START Source material

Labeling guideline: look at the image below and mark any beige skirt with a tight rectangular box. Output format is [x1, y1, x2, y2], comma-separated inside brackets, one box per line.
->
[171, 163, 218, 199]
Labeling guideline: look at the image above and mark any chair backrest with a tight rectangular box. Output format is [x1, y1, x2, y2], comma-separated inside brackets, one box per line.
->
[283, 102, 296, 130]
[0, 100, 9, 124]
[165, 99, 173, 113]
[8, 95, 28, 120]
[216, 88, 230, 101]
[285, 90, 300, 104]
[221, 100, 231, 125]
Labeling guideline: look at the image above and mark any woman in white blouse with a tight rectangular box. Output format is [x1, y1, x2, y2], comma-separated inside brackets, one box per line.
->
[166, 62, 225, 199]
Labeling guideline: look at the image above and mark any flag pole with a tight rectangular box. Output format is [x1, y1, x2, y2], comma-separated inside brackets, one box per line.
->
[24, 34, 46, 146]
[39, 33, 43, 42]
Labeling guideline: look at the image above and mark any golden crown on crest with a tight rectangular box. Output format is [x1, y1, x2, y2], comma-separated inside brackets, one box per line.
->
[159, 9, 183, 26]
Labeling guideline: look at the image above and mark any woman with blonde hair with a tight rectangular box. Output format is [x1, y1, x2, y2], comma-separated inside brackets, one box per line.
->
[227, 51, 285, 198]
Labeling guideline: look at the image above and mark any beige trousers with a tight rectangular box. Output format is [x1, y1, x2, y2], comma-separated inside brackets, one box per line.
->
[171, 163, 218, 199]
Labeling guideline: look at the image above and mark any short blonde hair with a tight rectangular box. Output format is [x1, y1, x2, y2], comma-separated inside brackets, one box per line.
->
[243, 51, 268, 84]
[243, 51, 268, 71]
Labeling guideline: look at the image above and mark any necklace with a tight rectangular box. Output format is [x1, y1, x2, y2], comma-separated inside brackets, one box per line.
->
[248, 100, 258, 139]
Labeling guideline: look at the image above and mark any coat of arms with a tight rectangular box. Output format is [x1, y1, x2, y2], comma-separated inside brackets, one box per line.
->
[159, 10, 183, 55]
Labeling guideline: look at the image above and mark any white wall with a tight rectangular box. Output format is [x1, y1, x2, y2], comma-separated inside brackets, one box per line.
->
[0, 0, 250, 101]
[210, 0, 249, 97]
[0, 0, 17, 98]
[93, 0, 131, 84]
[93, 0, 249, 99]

END Source material

Your instructions
Output the listing above in full, exactly as written.

Result below
Labeling guideline: look at the image below and mark any beige skirt with a tight rectangular box. Output format is [x1, y1, x2, y2], comma-separated inside brackets, one box per line.
->
[171, 163, 218, 199]
Labeling guideline: look at the image above and mark any chair backrest with a tight rectangular box. Output format is [x1, y1, x2, y2], comma-separated inside brackets, one box per line.
->
[283, 102, 296, 130]
[0, 100, 9, 124]
[165, 99, 173, 113]
[8, 95, 28, 120]
[216, 88, 230, 101]
[285, 90, 300, 104]
[221, 100, 231, 125]
Labeling guideline: look at the image above and mark any woman in white blouse with a tight rectangular box. Output format is [x1, y1, x2, y2], comma-separated inside brackets, one box per line.
->
[166, 62, 225, 199]
Labeling guideline: look at the image above and mark any flag pole with a tight rectangular box. Output format is [x1, y1, x2, y2], comma-separated inside brackets, one box per line.
->
[24, 34, 46, 146]
[39, 33, 43, 42]
Labeling guideline: look at the image above and mark any golden crown on crest with a tight rectangular box. Output format is [x1, y1, x2, y2], comma-separated inside brackets, one box per line.
->
[159, 9, 183, 26]
Labeling guideline: look at the image above and mark any woman with blonde hair with a tight rectangular box. Output format is [x1, y1, x2, y2], comma-separated inside brackets, one box per line.
->
[227, 51, 285, 198]
Labeling guideline: look at the image above and mark any beige trousers with a tight rectangular box. Output format is [x1, y1, x2, y2], comma-separated inside brackets, one box per line.
->
[171, 163, 218, 199]
Labeling guideline: look at the image above and mark any short blonde hair with a tight rectangular box. Output format is [x1, y1, x2, y2], comma-separated inside brackets, one box per line.
->
[243, 51, 268, 84]
[243, 51, 268, 71]
Labeling guideline: look at the image above and mark any necklace with a tight rectangular box. Output format is [x1, y1, x2, y2], comma-separated inside brackets, one box per line.
->
[248, 100, 258, 139]
Labeling guideline: look at the image above and mark any coat of arms with a tight rectangular box. Output format is [x1, y1, x2, y2], comma-separated inside brackets, one box per line.
->
[159, 10, 183, 55]
Labeling guideline: look at the image above and mark any white wall with a tight rectangular box. Output format is [x1, y1, x2, y2], comma-separated inside brackets, one box per line.
->
[0, 0, 250, 101]
[210, 0, 249, 97]
[0, 0, 17, 98]
[93, 0, 131, 84]
[93, 0, 249, 99]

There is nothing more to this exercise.